» **Selected extract**

-=-=-=-=-

By now, visitors and locals alike will notice that Cebu is no longer a tropical recluse of an island.
The city has rapidly taken up the capital’s—that is Manila’s blueprint—progress towards a highly productive and bustling metropolis.
Tall buildings, folks in business suits, and construction sites (harbingers of more tall buildings to come) dot much of Cebu City. It's a sure signal that we’re likely to see more business suits and less floral shirts. But as the buildings go up, tokens of the old world are pulled apart—remnants of times long past, fade to rubble.
Perhaps the mesmerizing charm of Circa 1900 is the uncanny ability to re-ignite that spark of the old world. It is, after all, a complex of two beautiful colonial-period houses.
Entering the property, one is caught off-guard by just how sprawling it is; the garden winding itself over the entire property, delighting viewers as they browse from one house to the other. The more recently opened Casa Dos is on the left while Circa Uno is on the right.
I have a penchant for Casa Uno. And with some luck—likely from the fact that mum and dad are the forefronts of this place—I get to spend a lot of time there. To some extent, I grew up on that property. I crafted stories based on the observations of the regular flow of guests. It’s highly likely that I was that kid you might have seen sitting around if you visited the place around the early 2010s. My only hope is that you didn’t catch me looking at you.
Growing up, I’ve occasionally joked that I was a quality-control member of Circa 1900’s team. But for the most part, I’ve been an observer (and a story-maker as you now know). I’ve seen happy couples, families, friends, and functions of all kinds unravel here.
Over the years spent in observation, I’ve tasted my fair share of the food Casa Uno serves (see: the entire menu) and have enjoyed watching guests enjoy it too. The chef, Steve Shrimski, with a background as an executive chef in different parts of Asia, understands the homage of local ingredients and the creative use of them in drafting a menu that is exciting and delightful.
The menu is regularly changed and adjusted. The shifting seasons, what’s now good and what isn’t quite, are both taken into account. If it's available, I would order the truffled squid and prawn risotto with fragrant herbs and turmeric. It is a deliciously aromatic dish that takes care in preserving the freshness of the seafood, pairing it with olfactory gland-provoking herbs—a terrific meal enjoyed by your eyes, tongue, and nose.
Managing Partner, Eya Shrimski, a seasoned Food and Beverage executive and trainer, has selected a team of friendly and skilled staff to give the guests a terrific evening. She'll often say, “guests come for a delicious meal and return for accompanying great service”.
Casa Uno is adjoined by a beautiful garden where guests would often hang out to enjoy the outdoor breeze. It was the sort of place I’d look at and tell myself: this is where I’ll bring her on our first date. But that’s more about me than I’d like to give.

-=-=-=-=-

» **Stored rows**
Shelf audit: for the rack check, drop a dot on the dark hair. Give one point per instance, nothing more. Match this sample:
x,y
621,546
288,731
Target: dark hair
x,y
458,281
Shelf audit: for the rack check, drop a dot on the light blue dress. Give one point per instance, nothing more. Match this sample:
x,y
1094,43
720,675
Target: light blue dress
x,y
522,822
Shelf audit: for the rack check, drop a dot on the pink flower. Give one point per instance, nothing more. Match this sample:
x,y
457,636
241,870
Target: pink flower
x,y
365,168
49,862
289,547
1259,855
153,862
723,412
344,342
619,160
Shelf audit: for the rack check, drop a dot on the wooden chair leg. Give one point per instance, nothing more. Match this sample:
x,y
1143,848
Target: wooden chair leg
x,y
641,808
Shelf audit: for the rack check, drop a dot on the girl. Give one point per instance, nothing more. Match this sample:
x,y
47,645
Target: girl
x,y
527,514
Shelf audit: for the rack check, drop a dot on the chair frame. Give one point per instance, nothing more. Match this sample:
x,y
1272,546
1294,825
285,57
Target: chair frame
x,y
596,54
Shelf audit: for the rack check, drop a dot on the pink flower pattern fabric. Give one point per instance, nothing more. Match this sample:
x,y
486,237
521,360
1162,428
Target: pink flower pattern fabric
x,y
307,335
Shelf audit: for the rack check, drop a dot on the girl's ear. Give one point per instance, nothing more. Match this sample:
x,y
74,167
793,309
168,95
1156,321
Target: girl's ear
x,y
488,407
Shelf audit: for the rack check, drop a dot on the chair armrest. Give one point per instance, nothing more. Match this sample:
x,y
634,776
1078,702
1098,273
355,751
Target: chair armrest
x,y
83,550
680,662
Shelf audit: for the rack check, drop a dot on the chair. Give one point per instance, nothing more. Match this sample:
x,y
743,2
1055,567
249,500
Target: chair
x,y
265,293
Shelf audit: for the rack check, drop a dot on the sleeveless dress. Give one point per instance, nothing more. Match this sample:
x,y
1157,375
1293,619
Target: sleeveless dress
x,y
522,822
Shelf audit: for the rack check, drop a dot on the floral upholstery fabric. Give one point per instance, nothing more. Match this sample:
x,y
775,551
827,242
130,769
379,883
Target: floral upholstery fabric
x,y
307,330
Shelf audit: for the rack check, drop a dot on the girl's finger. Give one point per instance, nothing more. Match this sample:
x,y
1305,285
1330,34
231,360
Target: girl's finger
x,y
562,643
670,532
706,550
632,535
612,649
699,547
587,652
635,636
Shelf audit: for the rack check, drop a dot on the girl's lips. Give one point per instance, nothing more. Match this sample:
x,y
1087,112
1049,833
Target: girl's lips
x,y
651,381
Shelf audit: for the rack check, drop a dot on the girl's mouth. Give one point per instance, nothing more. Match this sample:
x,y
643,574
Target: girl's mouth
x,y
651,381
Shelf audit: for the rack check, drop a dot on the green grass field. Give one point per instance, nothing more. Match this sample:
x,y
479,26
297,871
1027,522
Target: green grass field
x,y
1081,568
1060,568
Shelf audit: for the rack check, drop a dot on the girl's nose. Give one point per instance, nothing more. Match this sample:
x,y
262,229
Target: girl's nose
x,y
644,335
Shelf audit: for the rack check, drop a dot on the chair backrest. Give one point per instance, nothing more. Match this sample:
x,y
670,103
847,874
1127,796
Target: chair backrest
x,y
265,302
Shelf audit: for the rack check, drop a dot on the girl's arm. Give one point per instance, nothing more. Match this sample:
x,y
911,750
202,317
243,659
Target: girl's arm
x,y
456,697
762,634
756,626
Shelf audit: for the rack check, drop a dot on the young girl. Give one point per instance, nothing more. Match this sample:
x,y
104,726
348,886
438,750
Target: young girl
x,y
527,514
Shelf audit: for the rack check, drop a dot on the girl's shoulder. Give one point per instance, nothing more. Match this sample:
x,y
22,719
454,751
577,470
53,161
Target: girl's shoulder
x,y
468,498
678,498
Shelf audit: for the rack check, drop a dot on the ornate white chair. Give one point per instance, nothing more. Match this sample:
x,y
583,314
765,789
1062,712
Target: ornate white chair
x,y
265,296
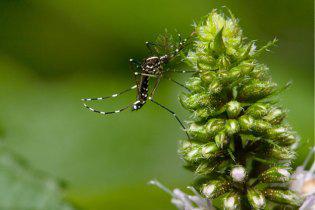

-=-=-=-=-

» **Tasks and exercises**
a. From the Circa 1900 text, list every kind of guest or occasion the writer says they have seen at the property.
b. Reproduce word for word everything from "Entering the property, one" down to "on the right." in the Circa 1900 text.
Use only the Circa 1900 text, not the material, for this work.

» **Outputs by task**
a. Happy couples, families, friends, and functions of all kinds.

b.
Entering the property, one is caught off-guard by just how sprawling it is; the garden winding itself over the entire property, delighting viewers as they browse from one house to the other. The more recently opened Casa Dos is on the left while Circa Uno is on the right.